::: Passage to read :::

Hierarchical rhombus-shaped ZnO array: Synthesis, formation mechanism and solar cell application

Abstract A simple synthesis route was designed to fabricate a novel hierarchical nanostructure consisting of a zinc hydroxide fluoride [Zn(OH)F] nanorod core with a shell of porous wrinkle textured zinc carbonate hydroxide [Zn 5 (CO 3 ) 2 (OH) 6 ]. By adding two precipitating agents, ammonium fluoride (NH 4 F) and urea [(NH 2 ) 2 CO], the one-pot reactions realized sequential decomposition of the precipitating agents following a temperature ramp and the onset of a conformal shell of Zn 5 (CO 3 ) 2 (OH) 6 to succeed the formation of a preferentially oriented Zn(OH)F nanorod forest. Single phase Zn(OH)F nanorods and Zn 5 (CO 3 ) 2 (OH) 6 microspheres were also obtained in the absence of one of the precipitating agents. These two precursors in three configurations were transformed by calcination to porous ZnO nanostructures with the original morphologies and pore structures retained. Chemical reactions and the formation mechanisms are proposed and discussed for both of the precursors and the resulting products from the calcination. The ZnO nanostructures were successfully employed in dye-sensitized solar cells. The light-to-electricity conversion shows that the hierarchical ZnO transformed from core/shell structured Zn(OH)F/Zn 5 (CO 3 ) 2 (OH) 6 exhibits significant enhancement to the short-circuit current density due to its large specific surface area and high growth density compared with the nanorod and microsphere counterparts, respectively.

:::

#### Description of the task:
According to the abstract on the hierarchical ZnO array, which two precipitating agents were added in the synthesis? The material after this has nothing to do with the abstract.

::: Data below :::

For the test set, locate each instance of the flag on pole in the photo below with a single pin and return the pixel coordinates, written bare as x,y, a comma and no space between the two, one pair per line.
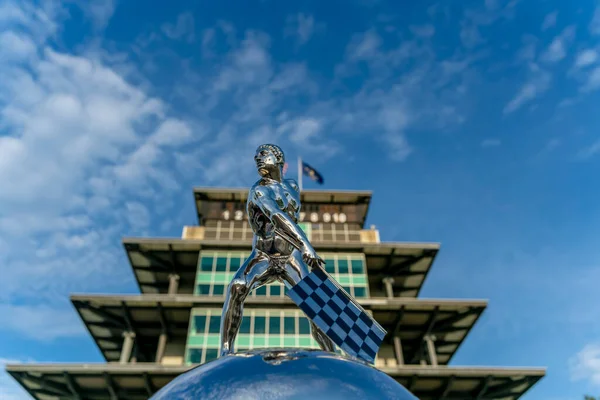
312,173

:::

#### Solved problem:
Ammonium fluoride and urea.